• Exercise objective: Transcribe every line of the records verbatim.

• Data for this exercise:
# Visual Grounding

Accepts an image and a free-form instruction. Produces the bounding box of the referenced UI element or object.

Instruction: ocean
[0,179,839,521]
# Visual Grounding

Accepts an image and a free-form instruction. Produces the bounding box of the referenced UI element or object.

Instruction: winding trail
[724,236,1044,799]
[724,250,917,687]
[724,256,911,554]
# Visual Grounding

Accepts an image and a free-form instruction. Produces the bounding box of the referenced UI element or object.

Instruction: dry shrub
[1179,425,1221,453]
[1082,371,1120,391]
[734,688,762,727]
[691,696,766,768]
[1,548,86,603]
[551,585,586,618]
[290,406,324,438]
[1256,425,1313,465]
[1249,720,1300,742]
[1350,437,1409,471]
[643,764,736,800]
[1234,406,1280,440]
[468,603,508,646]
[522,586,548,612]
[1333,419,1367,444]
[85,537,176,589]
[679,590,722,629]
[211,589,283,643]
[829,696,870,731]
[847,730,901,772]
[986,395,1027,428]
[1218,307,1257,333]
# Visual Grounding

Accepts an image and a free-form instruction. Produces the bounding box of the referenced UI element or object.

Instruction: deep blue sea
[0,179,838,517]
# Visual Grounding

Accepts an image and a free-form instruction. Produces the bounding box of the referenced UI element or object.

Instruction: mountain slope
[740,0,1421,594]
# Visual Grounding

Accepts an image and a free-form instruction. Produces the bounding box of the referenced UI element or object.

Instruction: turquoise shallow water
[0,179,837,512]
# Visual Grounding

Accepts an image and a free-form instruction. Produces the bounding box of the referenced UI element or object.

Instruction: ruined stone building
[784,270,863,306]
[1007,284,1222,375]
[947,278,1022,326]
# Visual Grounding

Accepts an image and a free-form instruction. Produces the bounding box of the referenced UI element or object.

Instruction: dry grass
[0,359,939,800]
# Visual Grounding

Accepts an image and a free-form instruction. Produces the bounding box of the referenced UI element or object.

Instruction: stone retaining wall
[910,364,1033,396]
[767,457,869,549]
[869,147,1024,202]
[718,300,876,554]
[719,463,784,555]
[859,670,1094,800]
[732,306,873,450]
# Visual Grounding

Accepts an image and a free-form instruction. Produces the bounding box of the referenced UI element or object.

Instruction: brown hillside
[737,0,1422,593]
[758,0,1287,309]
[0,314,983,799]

• Solution:
# Visual Grounding

Accepts an image and a free-form instruction. Produces the bounding box of the referenced UI element or object.

Instruction: ocean
[0,179,839,521]
# Visual Grounding

Accepts an image and a free-form instruction. Produces the bounding box of the referenced UI element or object.

Instruction: winding trail
[724,236,1044,799]
[724,250,917,687]
[724,256,911,554]
# Visual Grounding

Accepts an image and a free-form instruction. Produces the bounding box of the referenced UI element or object.

Instruction: dry shrub
[1179,425,1221,453]
[1082,371,1120,391]
[734,688,762,727]
[691,696,766,768]
[1,548,86,603]
[551,585,586,618]
[290,406,324,438]
[1256,425,1313,465]
[1249,720,1300,742]
[1350,437,1409,471]
[643,764,736,800]
[1234,406,1280,440]
[468,603,508,646]
[522,586,548,612]
[1333,419,1367,444]
[85,537,176,589]
[679,590,722,629]
[211,589,283,643]
[829,696,870,731]
[847,730,901,772]
[986,395,1027,428]
[1218,307,1257,333]
# Visual Grounding

Accepts an image and a free-form instruction. Produces the bounding box of the referenced UI element or object.

Instruction: deep blue sea
[0,179,838,517]
# Visual Grounding

Accepts an image and a free-form instruction. Produces the bounding box of the referenced UI element or object.

Instruction: mountain slope
[740,0,1421,594]
# Visual Grounding

Accepts an image and a free-form instruction. Produces the bounding box of the referenced UI element or object.

Instruction: turquoise shallow water
[0,179,837,512]
# Visual Grounding

Accepts an image and a free-form instruction. Produces the bounding box of the referenced UI element or object.

Instruction: ruined stone building
[784,270,863,306]
[1007,284,1222,375]
[947,278,1022,326]
# Visual Grounding

Accepts an image and a free-form instruction. Produces the bounding box of the referenced UI element or object.

Instruction: dry grass
[0,359,939,800]
# Visual Grounding

Accepts an image and a free-form instruction. Produces the bounding box of the referenced UI element or object.

Instruction: stone retaining wall
[910,364,1033,396]
[767,457,869,549]
[869,147,1024,202]
[718,300,876,554]
[719,463,784,555]
[859,670,1094,800]
[732,306,873,450]
# Visual Grounding

Accepts an image and a free-form instruction. Produces the bounding box of the referenced UI element or object.

Instruction: brown hillside
[737,0,1422,593]
[758,0,1287,309]
[0,314,983,799]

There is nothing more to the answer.